----- Extract provided -----
THE BLOG

Latest Developments in Varicose Veins Treatment

13/03/2015 16:09 GMT | Updated 13/05/2015 10:59 BST

Varicose veins affect 30 % of the population and are a common cause of aching and discomfort in the legs. The cause is valve failure in the veins of the legs which creates 'reflux' or flow of blood down the leg rather than upwards. Surgery to correct this defect has hitherto centred on removing the damaged vein by stripping it out of the leg.

Treatment for veins has been revolutionised over the last decade by minimally invasive techniques such as the EVLT laser - this means that patients with varicose veins can be successfully treated by a 'walk in / walk out' procedure under local anaesthesia with rapid recovery times. The aim of treatment is to seal the vein closed inside the leg, rather than physically removing it.

Laser treatment of veins works brilliantly, with the only slight problem being that the patient has to have some injections of anaesthetic in the leg - this is because the minimally invasive methods such as lasering, all use heat to close the vein.

Some patients find injections quite uncomfortable and indeed, a small number of patients are completely needle phobic and need to be put to sleep at the mere mention of the word 'injection'!

So the next frontier for the treatment of varicose veins is to eliminate the need to inject anaesthetic into the leg at all, and render the procedure as close to painless as possible.

There are a number of interesting techniques available - the leading candidates being Clarivein and the Sapheon Glue system. Both of these methods attempt to close the leaking vein by not using heat - the Clarivein system uses a combination of a chemical drug and a mechanical rotator and the Sapheon system a type of 'medical superglue' to stick the vein walls together.

With every new technique a prolonged period of evaluation is needed to test the results. As the first surgeon to use the Clarivein method in the UK back in 2010, I have had an opportunity to evaluate the technique and observe the results of treatment over several years of follow up in over 200 patients.

There is no doubt that Clarivein can work fantastically well to eliminate major varicose veins - we have had some stunningly good results with it. Doing the operation is virtually painless for patients and it is also very quick to perform. As the technique does not use heat to close the vein, there is no risk of inadvertently damaging sensory nerves next to the vein, which can sometimes happen with other heat based procedures.

On the other hand, there are a few downsides. We have noticed in our experience that the recurrence rate of the veins after treatment is higher than for Laser techniques. This appears particularly so in very large veins or in very large legs. The reasons for this are being debated at the moment - it probably relates to the degree to which the technique damages the vein wall - laser techniques do that very efficiently and reliably. Non heat based methods appear to be less consistent.

This is the reason why new medical devices take a long time to evaluate - we need to be sure that initial beneficial effects are durable and that recurrence rates are sufficiently low to recommend the technique. My own view (at the moment) is that Clarivein is a good option in selected patients with smaller veins, but that the laser is more predictable for larger veins

At the moment, because Clarivein is still being assessed and trialled against other established techniques, most medical insurance companies in the UK are not prepared to approve it for use and it is not widely available on the NHS. Costs for private treatment in non-insured patients vary from about £2,500 to £3,000

We are now looking at the Sapheon system where a 'medical superglue' is used to seal leaking veins - once again, the initial results look very promising, but we won't know for sure for some time yet!
-----
_Work to be completed_
Change "decade" to "two decades" in the blog post on varicose veins treatment, and give the passage from "Latest Developments in" up to and including "physically removing it." with that change. You won't need the items for this.
----- Extracted records -----
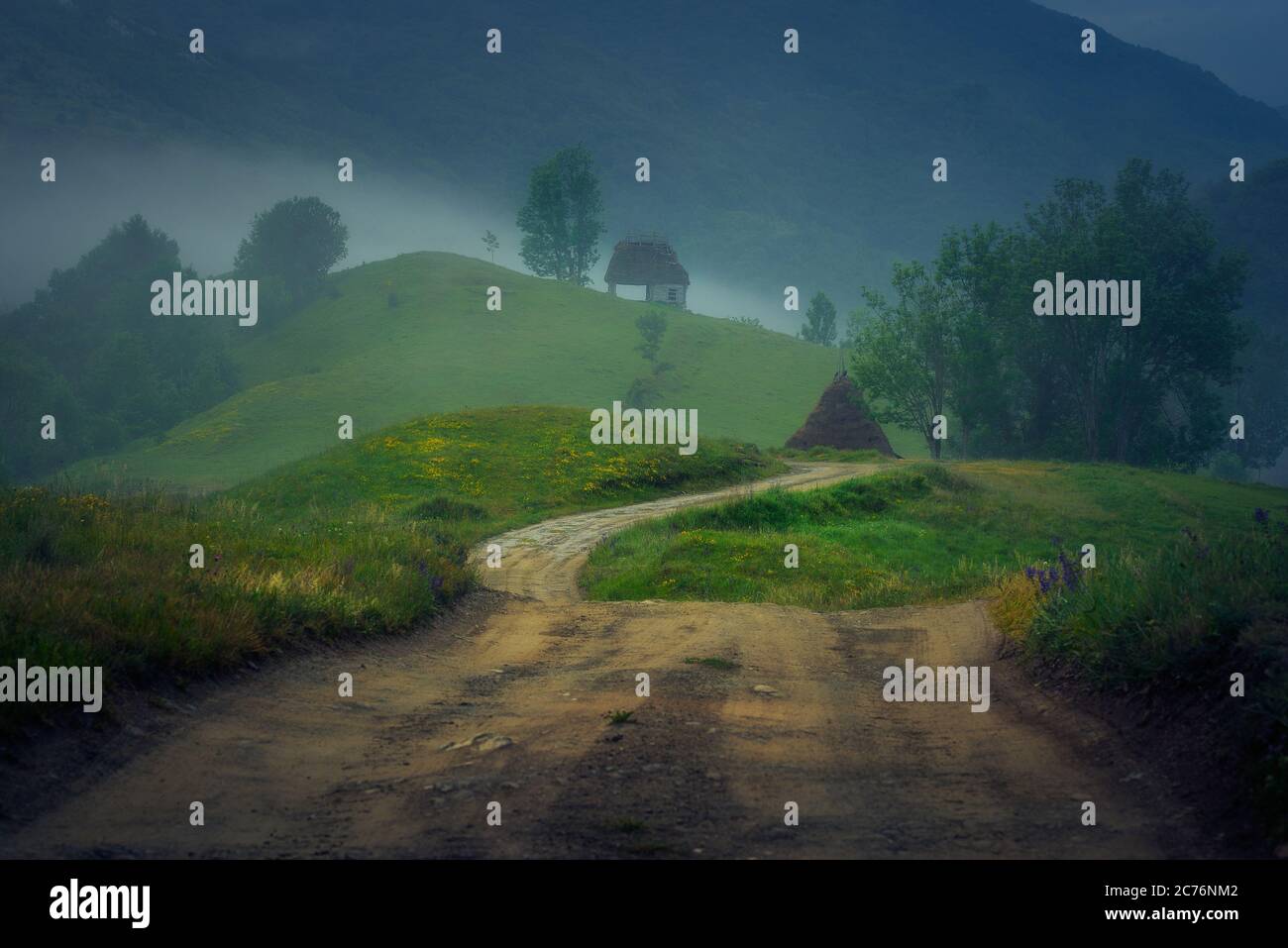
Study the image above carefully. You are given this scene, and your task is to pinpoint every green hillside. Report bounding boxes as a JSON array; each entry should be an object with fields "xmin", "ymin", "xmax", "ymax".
[{"xmin": 62, "ymin": 253, "xmax": 918, "ymax": 488}]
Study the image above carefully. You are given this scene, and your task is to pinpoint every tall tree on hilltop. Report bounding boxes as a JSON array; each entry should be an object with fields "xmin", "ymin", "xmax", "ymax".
[{"xmin": 518, "ymin": 146, "xmax": 605, "ymax": 286}]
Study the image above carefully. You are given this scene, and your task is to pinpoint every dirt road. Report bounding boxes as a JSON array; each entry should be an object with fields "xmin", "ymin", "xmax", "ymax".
[{"xmin": 0, "ymin": 465, "xmax": 1207, "ymax": 858}]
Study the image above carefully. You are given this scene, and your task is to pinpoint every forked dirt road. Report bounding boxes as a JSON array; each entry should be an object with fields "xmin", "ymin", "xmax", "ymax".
[{"xmin": 0, "ymin": 464, "xmax": 1210, "ymax": 858}]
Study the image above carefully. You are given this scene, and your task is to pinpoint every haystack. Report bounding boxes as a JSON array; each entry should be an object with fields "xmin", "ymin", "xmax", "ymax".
[{"xmin": 787, "ymin": 369, "xmax": 897, "ymax": 458}]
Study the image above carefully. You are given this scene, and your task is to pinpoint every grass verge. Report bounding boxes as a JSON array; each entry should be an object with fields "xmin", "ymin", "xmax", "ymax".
[{"xmin": 0, "ymin": 408, "xmax": 783, "ymax": 720}]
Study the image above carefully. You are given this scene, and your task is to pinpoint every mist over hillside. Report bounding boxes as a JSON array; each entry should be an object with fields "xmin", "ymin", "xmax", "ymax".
[{"xmin": 0, "ymin": 0, "xmax": 1288, "ymax": 330}]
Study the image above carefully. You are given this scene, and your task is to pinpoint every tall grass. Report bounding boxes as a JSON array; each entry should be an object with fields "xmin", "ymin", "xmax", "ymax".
[{"xmin": 0, "ymin": 408, "xmax": 782, "ymax": 719}]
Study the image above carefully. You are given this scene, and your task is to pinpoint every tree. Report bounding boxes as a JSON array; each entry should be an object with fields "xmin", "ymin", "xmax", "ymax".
[
  {"xmin": 802, "ymin": 291, "xmax": 836, "ymax": 345},
  {"xmin": 233, "ymin": 197, "xmax": 349, "ymax": 305},
  {"xmin": 850, "ymin": 263, "xmax": 958, "ymax": 460},
  {"xmin": 518, "ymin": 146, "xmax": 605, "ymax": 286}
]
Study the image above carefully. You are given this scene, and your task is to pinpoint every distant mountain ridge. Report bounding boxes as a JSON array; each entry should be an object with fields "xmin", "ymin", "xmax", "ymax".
[{"xmin": 0, "ymin": 0, "xmax": 1288, "ymax": 305}]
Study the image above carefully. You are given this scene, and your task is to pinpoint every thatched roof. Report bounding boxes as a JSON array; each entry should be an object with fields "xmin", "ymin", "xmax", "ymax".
[
  {"xmin": 604, "ymin": 235, "xmax": 690, "ymax": 286},
  {"xmin": 787, "ymin": 370, "xmax": 894, "ymax": 458}
]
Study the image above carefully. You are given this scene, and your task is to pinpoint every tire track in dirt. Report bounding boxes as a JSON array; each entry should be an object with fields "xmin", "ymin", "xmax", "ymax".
[{"xmin": 0, "ymin": 464, "xmax": 1206, "ymax": 858}]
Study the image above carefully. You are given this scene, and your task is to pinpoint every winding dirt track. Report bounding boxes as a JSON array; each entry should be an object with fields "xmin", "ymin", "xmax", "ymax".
[{"xmin": 0, "ymin": 464, "xmax": 1205, "ymax": 858}]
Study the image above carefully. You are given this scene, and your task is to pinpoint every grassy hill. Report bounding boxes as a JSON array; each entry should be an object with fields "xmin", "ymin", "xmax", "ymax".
[
  {"xmin": 583, "ymin": 461, "xmax": 1288, "ymax": 610},
  {"xmin": 0, "ymin": 0, "xmax": 1288, "ymax": 318},
  {"xmin": 62, "ymin": 253, "xmax": 923, "ymax": 488}
]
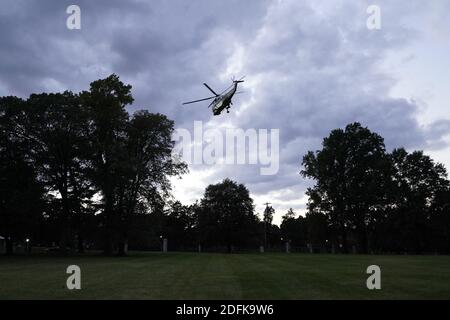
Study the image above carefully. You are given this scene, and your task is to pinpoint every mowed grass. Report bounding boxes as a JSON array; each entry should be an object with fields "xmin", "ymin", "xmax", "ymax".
[{"xmin": 0, "ymin": 253, "xmax": 450, "ymax": 299}]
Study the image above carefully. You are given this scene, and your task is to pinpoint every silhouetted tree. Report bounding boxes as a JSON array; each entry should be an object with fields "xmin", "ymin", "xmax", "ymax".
[
  {"xmin": 301, "ymin": 123, "xmax": 389, "ymax": 252},
  {"xmin": 199, "ymin": 179, "xmax": 257, "ymax": 252}
]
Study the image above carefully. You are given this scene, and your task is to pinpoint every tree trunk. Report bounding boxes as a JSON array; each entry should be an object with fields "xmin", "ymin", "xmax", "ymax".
[
  {"xmin": 77, "ymin": 233, "xmax": 84, "ymax": 253},
  {"xmin": 341, "ymin": 227, "xmax": 348, "ymax": 253},
  {"xmin": 5, "ymin": 237, "xmax": 14, "ymax": 256}
]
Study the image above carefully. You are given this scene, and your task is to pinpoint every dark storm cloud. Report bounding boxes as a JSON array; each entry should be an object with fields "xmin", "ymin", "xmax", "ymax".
[{"xmin": 0, "ymin": 0, "xmax": 450, "ymax": 215}]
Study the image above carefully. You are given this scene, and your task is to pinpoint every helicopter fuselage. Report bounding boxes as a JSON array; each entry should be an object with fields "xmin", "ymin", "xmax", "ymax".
[{"xmin": 211, "ymin": 83, "xmax": 237, "ymax": 116}]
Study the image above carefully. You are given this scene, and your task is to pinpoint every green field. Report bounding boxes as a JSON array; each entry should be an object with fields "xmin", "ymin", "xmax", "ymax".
[{"xmin": 0, "ymin": 253, "xmax": 450, "ymax": 299}]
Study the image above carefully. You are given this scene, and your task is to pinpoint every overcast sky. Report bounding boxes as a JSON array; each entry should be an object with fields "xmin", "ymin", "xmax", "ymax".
[{"xmin": 0, "ymin": 0, "xmax": 450, "ymax": 223}]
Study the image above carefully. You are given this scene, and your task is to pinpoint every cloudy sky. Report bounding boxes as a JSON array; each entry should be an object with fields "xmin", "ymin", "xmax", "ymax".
[{"xmin": 0, "ymin": 0, "xmax": 450, "ymax": 222}]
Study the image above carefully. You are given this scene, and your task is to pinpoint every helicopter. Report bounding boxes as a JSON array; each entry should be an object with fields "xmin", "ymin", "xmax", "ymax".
[{"xmin": 183, "ymin": 77, "xmax": 245, "ymax": 116}]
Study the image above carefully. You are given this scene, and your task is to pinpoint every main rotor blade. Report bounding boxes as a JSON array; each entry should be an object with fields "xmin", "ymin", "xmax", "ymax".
[
  {"xmin": 183, "ymin": 97, "xmax": 215, "ymax": 104},
  {"xmin": 203, "ymin": 83, "xmax": 219, "ymax": 97}
]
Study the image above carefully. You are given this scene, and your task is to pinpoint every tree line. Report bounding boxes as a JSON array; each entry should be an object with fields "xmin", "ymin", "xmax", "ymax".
[{"xmin": 0, "ymin": 75, "xmax": 450, "ymax": 255}]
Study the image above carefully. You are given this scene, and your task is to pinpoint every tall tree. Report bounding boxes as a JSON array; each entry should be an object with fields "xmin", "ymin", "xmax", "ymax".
[
  {"xmin": 199, "ymin": 179, "xmax": 257, "ymax": 252},
  {"xmin": 118, "ymin": 111, "xmax": 187, "ymax": 254},
  {"xmin": 301, "ymin": 123, "xmax": 389, "ymax": 252},
  {"xmin": 389, "ymin": 148, "xmax": 449, "ymax": 253},
  {"xmin": 81, "ymin": 74, "xmax": 133, "ymax": 254},
  {"xmin": 21, "ymin": 91, "xmax": 92, "ymax": 252},
  {"xmin": 0, "ymin": 97, "xmax": 44, "ymax": 254}
]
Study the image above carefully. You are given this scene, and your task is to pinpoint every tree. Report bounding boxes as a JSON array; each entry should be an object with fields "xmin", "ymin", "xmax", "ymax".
[
  {"xmin": 0, "ymin": 97, "xmax": 44, "ymax": 255},
  {"xmin": 280, "ymin": 208, "xmax": 307, "ymax": 247},
  {"xmin": 263, "ymin": 205, "xmax": 275, "ymax": 249},
  {"xmin": 388, "ymin": 148, "xmax": 449, "ymax": 253},
  {"xmin": 80, "ymin": 74, "xmax": 133, "ymax": 255},
  {"xmin": 199, "ymin": 179, "xmax": 257, "ymax": 253},
  {"xmin": 118, "ymin": 111, "xmax": 187, "ymax": 254},
  {"xmin": 301, "ymin": 123, "xmax": 389, "ymax": 252},
  {"xmin": 18, "ymin": 91, "xmax": 93, "ymax": 253}
]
-----
_Worked solution_
Latest Developments in Varicose Veins Treatment

13/03/2015 16:09 GMT | Updated 13/05/2015 10:59 BST

Varicose veins affect 30 % of the population and are a common cause of aching and discomfort in the legs. The cause is valve failure in the veins of the legs which creates 'reflux' or flow of blood down the leg rather than upwards. Surgery to correct this defect has hitherto centred on removing the damaged vein by stripping it out of the leg.

Treatment for veins has been revolutionised over the last two decades by minimally invasive techniques such as the EVLT laser - this means that patients with varicose veins can be successfully treated by a 'walk in / walk out' procedure under local anaesthesia with rapid recovery times. The aim of treatment is to seal the vein closed inside the leg, rather than physically removing it.